+++ Document text +++
Thursday, 13 September 2012

son's scarf

These are the two  skeins of organic merino/alpaca yarn which I bought from Suzyhausfrau in Canberra. Great, quick service once again.  Each skein has 500 yards in it and is described as fingering.  I think my mother would have called it college grey in colour.

I wound one of the skeins to make a long scarf for my eldest son who is very tall, 6'5".  As I started the scarf, I realised that I would not call this yarn fingering.  It's more like sock wool, perhaps Patonyle in thickness, although certainly not in softness.  I was using 4 mm needles and the material was beautifully soft and snuggly but the needles were too big, making the fabric unattractively sloppy.

So I went down in needle size.  As I plugged away at it, the prospect of knitting this amount of yarn on those small needles hit my brain.  It would take forever. So I ripped it out.  I didn't have much to show for the time I'd spent on it, perhaps six or seven centimetres.

I wound the second skein and started again, this time using the two strands together with 4 mm needles again.  Much better indeed.  It's still soft and snuggly, not at all stiff in drape but certainly a good deal quicker to knit.  This picture shows the beginning of the scarf.  I wondered about a pattern.  Son likes things fairly plain, but metre upon metre of garter stitch did not appeal much.  I wouldn't do stocking stitch as it would have needed  a wide border each side to prevent rolling.  I've done the one row rib scarf before, but again did not want to do that again, nor loads of moss stitch.  So I'm alternating an inset of stocking stitch  between the garter  stitch.  It still won't be a quick knit and somewhere down the line I'm sure I'll grumble about the slowness.  It will be lovely to wear. Warm, soft and cosy.

I get annoyed when a good idea or workmanship is spoilt because of something small.  This is my clothes airer which I use both inside and on the balcony.  Or actually, the picture is half the airer.  The other half is full of underwear.  I'm not my mother who hid her undies on the line between rows of other clothes, but I have deliberately omitted them here.
+++ Recorded data +++
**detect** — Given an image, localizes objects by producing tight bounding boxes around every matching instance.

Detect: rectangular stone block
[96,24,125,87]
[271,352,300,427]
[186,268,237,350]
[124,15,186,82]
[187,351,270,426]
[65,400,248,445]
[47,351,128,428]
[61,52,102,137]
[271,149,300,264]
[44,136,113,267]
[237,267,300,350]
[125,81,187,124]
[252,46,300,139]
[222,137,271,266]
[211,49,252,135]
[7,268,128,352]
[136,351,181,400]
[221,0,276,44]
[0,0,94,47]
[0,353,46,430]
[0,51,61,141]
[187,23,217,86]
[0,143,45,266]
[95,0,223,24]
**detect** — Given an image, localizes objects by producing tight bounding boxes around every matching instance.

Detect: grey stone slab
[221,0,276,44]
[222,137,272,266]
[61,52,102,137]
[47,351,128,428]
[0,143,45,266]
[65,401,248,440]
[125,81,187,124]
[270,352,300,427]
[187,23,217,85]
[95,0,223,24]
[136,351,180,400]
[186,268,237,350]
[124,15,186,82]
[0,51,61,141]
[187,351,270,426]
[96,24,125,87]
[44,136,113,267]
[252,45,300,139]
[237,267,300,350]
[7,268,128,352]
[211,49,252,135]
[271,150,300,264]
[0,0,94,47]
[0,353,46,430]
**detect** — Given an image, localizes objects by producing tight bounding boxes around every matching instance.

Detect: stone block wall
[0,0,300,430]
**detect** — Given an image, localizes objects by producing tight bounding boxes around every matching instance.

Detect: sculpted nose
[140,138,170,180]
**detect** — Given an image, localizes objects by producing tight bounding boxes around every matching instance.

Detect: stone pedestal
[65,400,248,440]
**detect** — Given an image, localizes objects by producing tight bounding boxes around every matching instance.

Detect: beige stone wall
+++
## Brief A
In the knitting post, rewrite the stretch from "I wound one" through "fabric unattractively sloppy.", substituting "sock yarn" for "sock wool".
## Brief B
Pick up the knitting post after its final sentence and carry it on.

## Task answer A
I wound one of the skeins to make a long scarf for my eldest son who is very tall, 6'5".  As I started the scarf, I realised that I would not call this yarn fingering.  It's more like sock yarn, perhaps Patonyle in thickness, although certainly not in softness.  I was using 4 mm needles and the material was beautifully soft and snuggly but the needles were too big, making the fabric unattractively sloppy.

## Task answer B
The airer is strong and light.  It is lower than my balcony railings which make it quite legal  for the by-laws here. It's easy to use and folds down to a fairly thin piece which I  store on the balcony behind  my spare outdoor chairs.  It holds a lot.  The chrome is still in good condition, like new.  However, the manufacturers have let themselves down.  The rivets they used to hold pieces together are going rusty.  Very rusty.  Cheap  and nasty materials have spoilt a good concept.  I've seen similar designs but of inferior  quality.  This one was twice their price and I'm disappointed in the manufacture.  Of course, I've long since thrown out the piece of cardboard which was around it with manufacturer's name on it.

Since I hung out this small load the sun has disappeared and it's become very cloudy.  Hope it all dries.  I may have to put it in second bedroom where things dry fairly quickly.

3 comments:

Lynne said...

I started knitting cowls as a substitute for scarves because of the length of time a scarf takes -- plus I can make three cowls for the same amount of yarn! But that, of course, was not an option for you so I'm glad you've found a workable alternative. But will you have enough yarn to finish now that you've doubled up?

Today's weather has changed -- I am inside but am now in track pants and a polar fleece jacket (can you tell I feel the cold?); it's probably warmer outside but I have to do sitting still indoor things!

2paw said...

I thought of one kilometre of 4ply and nearly had a conniption!! I am glad the wool doubled is still soft and drapes well. The garter and stocking stitch will make it a bit more interesting and still masculine. How disappointing that the rivets are rusty. I have no suggestions on how to fix that at all.

Rachel said...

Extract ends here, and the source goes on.